◆ TASK DETAILS
Answer these questions from the commentary on Trump below:
1. Which candidate in the 1968 presidential elections is named as the last openly racist candidate before Trump?
2. Which three groups made up Trump's voter base?
3. What did Trump promise to build?

◆ SOURCE DOCUMENT
————————
Instead of uniting a deeply polarised country, Trump is pursuing what he had been doing for more than five years; ever since he stormed the political stage as an unorthodox Republican candidate in 2015; advocating an agenda of xenophobia, misogyny, racism, bigotry and white supremacy. Trump will not go down easily but he will in the end. By then, he will have dealt an additional damage to the national social fabric. Not since independent candidate George Wallace contested the 1968 presidential elections, and lost, had the US seen such an openly racist candidate. Trump arrived at the scene following eight years of the first African-American president to reach the White House; Barack Obama. Trump’s uncanny success in defeating conventional Republican rivals, and later winning the presidency against Hillary Clinton, remains one of the most bizarre events in modern American politics.

His attacks on globalism, China, free trade, the UN, NATO, climate change and finally the scientists who warned him of the devastating effects of the COVID-19 pandemic solidified his base of mainly less educated middle aged white workers, who were becoming increasingly frustrated and angry at the huge demographic shifts that the US had seen in the last two to three decades while, at the same time, seeing their blue collar jobs move to China. Trump touched a raw nerve and was able to put together a motley voter base that included Evangelicals, white supremacists and angry middle-aged white workers.

Trump used Islamophobia to drum up support from his base while demonising China for stealing American jobs and later for spreading the virus. His anti-immigrant rhetoric was the icing on the cake along with his promise to build a wall along the borders with Mexico. His populist, divisive, fear mongering style endeared him to many, who overlooked his personal and moral track record. It was a bleak moment in America’s history; one fueled by fear, anxiety and a clear departure from universal American values.
————————
◆ DATASET ENTRIES
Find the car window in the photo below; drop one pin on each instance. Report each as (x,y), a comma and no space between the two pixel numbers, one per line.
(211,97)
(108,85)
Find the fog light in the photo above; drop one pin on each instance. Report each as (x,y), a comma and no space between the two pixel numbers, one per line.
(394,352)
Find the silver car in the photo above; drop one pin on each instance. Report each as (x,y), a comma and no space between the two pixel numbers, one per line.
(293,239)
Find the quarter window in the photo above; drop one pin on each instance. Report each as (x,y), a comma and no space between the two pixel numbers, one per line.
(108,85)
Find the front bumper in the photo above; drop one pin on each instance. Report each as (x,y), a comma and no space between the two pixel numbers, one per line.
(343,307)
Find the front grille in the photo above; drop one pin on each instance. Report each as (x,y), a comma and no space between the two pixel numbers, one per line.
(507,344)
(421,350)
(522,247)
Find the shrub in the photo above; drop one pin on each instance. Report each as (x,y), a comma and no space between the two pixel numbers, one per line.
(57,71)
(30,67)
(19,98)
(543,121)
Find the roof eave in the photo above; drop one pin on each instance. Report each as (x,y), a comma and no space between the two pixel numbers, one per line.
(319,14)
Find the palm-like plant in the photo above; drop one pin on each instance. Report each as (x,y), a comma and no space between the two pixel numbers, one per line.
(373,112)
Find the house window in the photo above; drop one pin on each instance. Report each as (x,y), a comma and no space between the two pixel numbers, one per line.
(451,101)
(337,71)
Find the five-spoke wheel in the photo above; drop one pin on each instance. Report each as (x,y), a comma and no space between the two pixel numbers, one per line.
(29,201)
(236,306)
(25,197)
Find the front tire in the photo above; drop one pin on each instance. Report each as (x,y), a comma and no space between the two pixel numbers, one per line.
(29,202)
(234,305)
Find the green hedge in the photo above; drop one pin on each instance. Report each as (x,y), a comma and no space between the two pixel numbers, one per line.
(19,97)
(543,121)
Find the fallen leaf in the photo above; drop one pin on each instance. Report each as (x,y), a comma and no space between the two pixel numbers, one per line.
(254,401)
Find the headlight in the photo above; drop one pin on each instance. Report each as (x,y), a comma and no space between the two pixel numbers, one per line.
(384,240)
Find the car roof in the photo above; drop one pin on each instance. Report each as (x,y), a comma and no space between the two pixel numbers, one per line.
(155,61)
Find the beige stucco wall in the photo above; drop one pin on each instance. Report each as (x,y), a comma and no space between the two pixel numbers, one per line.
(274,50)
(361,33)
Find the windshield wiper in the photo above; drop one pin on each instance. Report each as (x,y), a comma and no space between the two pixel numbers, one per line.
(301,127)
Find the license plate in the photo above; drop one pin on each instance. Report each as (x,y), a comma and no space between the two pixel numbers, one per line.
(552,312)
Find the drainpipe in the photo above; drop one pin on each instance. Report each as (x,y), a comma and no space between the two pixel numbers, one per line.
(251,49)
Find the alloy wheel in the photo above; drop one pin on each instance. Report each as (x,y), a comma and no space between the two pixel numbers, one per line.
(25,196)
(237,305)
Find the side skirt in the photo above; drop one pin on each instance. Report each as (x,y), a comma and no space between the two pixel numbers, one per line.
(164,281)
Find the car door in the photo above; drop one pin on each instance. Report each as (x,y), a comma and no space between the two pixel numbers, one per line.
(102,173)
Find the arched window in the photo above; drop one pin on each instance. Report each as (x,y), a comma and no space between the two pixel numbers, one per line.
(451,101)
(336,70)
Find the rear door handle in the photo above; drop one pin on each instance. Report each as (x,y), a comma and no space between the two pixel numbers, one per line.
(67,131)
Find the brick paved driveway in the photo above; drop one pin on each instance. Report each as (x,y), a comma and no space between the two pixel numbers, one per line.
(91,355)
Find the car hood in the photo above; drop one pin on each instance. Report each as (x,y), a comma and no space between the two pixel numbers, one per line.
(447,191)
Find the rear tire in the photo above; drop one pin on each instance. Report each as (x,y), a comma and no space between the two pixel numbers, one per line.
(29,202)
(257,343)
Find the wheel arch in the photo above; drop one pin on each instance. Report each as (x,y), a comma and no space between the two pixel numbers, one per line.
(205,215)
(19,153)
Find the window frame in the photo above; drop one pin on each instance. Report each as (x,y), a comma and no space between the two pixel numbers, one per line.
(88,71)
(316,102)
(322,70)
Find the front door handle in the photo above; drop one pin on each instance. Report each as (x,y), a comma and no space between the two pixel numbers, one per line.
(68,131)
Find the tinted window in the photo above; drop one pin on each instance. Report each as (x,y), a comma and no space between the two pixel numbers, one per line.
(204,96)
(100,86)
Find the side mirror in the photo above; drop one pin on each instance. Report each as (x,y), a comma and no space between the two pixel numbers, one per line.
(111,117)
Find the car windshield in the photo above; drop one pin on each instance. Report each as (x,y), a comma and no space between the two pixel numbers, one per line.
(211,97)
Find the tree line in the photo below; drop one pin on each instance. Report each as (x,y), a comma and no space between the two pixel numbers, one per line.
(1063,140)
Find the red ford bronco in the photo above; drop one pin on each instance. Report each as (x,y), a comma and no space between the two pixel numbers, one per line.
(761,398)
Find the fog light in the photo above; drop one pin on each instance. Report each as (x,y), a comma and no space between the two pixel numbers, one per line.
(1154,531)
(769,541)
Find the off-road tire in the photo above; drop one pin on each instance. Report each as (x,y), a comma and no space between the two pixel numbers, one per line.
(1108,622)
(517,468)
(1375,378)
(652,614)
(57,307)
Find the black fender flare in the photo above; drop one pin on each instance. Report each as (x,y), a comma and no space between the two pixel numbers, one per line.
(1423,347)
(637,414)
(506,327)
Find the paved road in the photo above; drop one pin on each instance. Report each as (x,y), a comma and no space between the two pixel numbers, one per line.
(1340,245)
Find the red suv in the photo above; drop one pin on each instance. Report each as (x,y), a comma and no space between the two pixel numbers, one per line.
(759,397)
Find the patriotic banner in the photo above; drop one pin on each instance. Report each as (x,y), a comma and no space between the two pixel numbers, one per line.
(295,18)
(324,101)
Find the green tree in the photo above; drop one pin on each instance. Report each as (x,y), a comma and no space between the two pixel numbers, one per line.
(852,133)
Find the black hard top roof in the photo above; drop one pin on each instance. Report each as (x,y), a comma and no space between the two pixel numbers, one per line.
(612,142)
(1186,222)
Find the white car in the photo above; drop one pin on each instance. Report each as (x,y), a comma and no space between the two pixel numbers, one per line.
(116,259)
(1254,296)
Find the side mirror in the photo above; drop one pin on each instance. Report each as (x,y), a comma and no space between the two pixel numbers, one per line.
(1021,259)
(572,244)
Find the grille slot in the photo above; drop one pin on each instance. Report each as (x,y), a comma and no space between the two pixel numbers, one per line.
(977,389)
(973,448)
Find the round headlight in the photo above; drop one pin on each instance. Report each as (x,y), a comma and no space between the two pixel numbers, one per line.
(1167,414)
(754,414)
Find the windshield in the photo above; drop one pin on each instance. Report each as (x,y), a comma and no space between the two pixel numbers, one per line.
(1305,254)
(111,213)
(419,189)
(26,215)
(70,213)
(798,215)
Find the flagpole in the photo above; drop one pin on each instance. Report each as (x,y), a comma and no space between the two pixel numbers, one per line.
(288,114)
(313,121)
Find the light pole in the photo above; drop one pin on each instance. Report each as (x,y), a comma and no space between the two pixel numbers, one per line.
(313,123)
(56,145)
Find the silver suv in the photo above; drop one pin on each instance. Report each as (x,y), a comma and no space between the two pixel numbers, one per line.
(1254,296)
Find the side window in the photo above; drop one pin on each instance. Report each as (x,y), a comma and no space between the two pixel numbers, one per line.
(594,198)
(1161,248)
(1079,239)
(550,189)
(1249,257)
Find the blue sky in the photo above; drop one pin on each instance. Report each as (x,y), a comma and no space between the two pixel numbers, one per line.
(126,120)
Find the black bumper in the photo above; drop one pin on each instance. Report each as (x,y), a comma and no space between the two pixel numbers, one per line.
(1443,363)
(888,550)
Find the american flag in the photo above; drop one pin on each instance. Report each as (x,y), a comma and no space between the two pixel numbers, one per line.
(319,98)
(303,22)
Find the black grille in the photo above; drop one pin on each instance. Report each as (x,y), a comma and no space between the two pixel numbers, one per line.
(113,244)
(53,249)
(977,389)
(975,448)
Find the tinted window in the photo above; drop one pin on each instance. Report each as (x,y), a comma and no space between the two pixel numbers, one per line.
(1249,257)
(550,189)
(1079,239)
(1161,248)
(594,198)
————————
◆ EXPECTED OUTPUT
1. George Wallace, an independent candidate
2. Evangelicals, white supremacists and angry middle-aged white workers
3. A wall along the borders with Mexico